> _Task brief_
Throughout the records below, find each line holding "plate" and copy it.

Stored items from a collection
++++++++++++++++++++

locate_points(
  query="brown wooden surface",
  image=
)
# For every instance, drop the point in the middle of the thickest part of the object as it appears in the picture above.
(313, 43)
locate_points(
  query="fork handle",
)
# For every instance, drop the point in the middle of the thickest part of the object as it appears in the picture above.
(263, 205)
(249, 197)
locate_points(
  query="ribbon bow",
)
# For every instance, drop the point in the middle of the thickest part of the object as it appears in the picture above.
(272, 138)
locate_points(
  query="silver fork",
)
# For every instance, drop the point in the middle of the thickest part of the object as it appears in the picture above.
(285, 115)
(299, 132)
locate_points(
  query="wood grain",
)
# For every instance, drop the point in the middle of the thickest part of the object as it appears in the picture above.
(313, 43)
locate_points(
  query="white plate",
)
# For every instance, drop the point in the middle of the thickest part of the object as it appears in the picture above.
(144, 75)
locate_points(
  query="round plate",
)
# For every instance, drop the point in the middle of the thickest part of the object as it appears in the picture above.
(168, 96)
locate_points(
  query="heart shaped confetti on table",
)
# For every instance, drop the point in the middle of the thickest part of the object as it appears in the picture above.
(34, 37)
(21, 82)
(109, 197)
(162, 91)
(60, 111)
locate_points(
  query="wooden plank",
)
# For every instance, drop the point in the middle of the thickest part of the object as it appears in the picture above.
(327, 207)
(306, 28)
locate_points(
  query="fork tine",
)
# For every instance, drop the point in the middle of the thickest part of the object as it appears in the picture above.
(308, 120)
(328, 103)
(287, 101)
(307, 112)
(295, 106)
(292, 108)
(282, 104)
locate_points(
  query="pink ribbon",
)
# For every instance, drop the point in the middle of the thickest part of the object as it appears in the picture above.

++++++++++++++++++++

> _Written solution_
  query="white plate",
  query="round plate",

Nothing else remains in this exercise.